= EXTRAIT DU DOCUMENT =
À quelques encablures de Paris, il y a des rencontres qui vous font voyager, et ces rencontres sont d’autant plus spéciales lorsqu’elles vous immergent dans un autre espace-temps, pourtant pas si lointain, puisque l'une de leurs particularités est de savoir mettre en lumière des réalités profondes, celles qui vous touchent au-delà d’intervalles bien définis. Rencontre avec la photographe Françoise Chadaillac et son livre photographique La Reine de la Patate, un détour où s’attarder si l’on veut se laisser le temps d’apprécier le croustillant d’une frite bien huilée.
Des parcours de vie, des phénomènes de société, c’est avec l’humilité qui caractérise Françoise Chadaillac que l’on peut malgré tout dire que la petite fille curieuse qu’elle était, en a vu passer un certain nombre jusqu’à aujourd’hui. Que ce soit à Seattle, au Québec ou en périphérie de Paris, le regard est là, et si l’humain est au centre, les paysages eux aussi font partie de l’histoire. Ces histoires, ce sont celles de ces gens qu'on dit "ordinaires", mais qui le sont bien moins, lorsque derrière une apparente simplicité se niche un patchwork de détails singuliers et propres à chacun des passants croisés.
C’est cette profonde humanité que partage avec nous la photographe via ses portraits et témoignages d'hommes et de femmes, dont l'esthétique reste très actuelle et dans lesquels il n'est pas difficile de pouvoir se reconnaître. Les souvenirs sont précis, l’intention est posée, la lumière se mêle au noir et blanc pour former un message sans compromis, l’émotion est partout, le temps n’a pas de limite. Et c’est au travers de ces "cantines du détour" que j’en profiterai pour dire que si "y’a pas un Québécois qu’y a pas une patate frite dans l’cœur… ", aujourd'hui, c'est avec joie que Lueur Vive vous partage ce coup de coeur photographique.
Quelle est ton histoire avec le 8ème Art ? Très jeune déjà, j'avais en tête que " quand je serai grande", j'aimerais parler des gens. Très souvent je me plantais littéralement devant les gens ; ma mère très embarrassée me tirait fort par le bras en me disant : " ça ne se fait pas, viens ! ". Heureusement mon très jeune âge portait à l'indulgence. Et puis à l’adolescence je me suis dit que je ferai des films, mais après un échec au concours de l'IDHEC (la Fémis aujourd'hui), je pars à Berkeley. Là je découvre par hasard un atelier-labo photo à l'usage des étudiants du campus, où de jeunes photographes très talentueux (dont certains sont devenus très célèbres) m'initient à des techniques qui rentraient en parfaite adéquation avec l'idée que j'avais de mon langage et de mon expression photographique. Cette rencontre a été pour moi décisive.

Annotation de contours:
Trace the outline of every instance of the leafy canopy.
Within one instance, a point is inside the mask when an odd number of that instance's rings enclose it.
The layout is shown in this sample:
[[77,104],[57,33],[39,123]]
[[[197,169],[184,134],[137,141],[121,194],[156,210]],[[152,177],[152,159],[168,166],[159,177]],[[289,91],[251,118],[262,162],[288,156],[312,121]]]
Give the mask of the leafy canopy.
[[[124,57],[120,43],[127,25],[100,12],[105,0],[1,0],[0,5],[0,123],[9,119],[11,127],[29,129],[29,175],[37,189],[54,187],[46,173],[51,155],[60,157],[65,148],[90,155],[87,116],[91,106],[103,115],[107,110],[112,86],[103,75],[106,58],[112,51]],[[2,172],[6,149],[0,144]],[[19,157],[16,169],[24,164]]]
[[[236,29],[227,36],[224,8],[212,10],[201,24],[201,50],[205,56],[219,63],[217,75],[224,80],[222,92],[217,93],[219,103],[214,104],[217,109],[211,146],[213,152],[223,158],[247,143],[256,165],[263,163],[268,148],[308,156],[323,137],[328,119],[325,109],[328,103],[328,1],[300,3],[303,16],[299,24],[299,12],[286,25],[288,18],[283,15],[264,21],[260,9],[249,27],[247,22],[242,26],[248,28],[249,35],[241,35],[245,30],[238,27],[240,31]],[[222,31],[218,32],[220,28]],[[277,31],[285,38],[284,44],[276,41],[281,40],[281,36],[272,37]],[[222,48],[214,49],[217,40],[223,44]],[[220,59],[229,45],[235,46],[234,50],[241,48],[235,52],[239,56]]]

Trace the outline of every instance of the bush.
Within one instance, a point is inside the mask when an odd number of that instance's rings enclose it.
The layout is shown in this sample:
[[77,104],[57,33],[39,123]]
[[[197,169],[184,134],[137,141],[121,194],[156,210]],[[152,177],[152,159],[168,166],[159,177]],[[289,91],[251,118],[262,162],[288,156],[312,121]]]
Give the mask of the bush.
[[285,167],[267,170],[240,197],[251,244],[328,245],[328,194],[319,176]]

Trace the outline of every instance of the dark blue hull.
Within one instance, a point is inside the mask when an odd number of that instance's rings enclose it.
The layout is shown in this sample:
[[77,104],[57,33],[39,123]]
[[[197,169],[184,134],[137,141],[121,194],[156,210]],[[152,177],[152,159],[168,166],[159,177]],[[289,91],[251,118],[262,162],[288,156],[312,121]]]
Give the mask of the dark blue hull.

= CONSIGNES DE L'EXERCICE =
1. Selon l'article sur Françoise Chadaillac, où part-elle après son échec au concours de l'IDHEC ?
2. Recopiez le passage de l'article sur Françoise Chadaillac qui commence par « À quelques encablures » et va jusqu'à « frite bien huilée. ».

= LES RÉPONSES =
1. À Berkeley.

2.
À quelques encablures de Paris, il y a des rencontres qui vous font voyager, et ces rencontres sont d’autant plus spéciales lorsqu’elles vous immergent dans un autre espace-temps, pourtant pas si lointain, puisque l'une de leurs particularités est de savoir mettre en lumière des réalités profondes, celles qui vous touchent au-delà d’intervalles bien définis. Rencontre avec la photographe Françoise Chadaillac et son livre photographique La Reine de la Patate, un détour où s’attarder si l’on veut se laisser le temps d’apprécier le croustillant d’une frite bien huilée.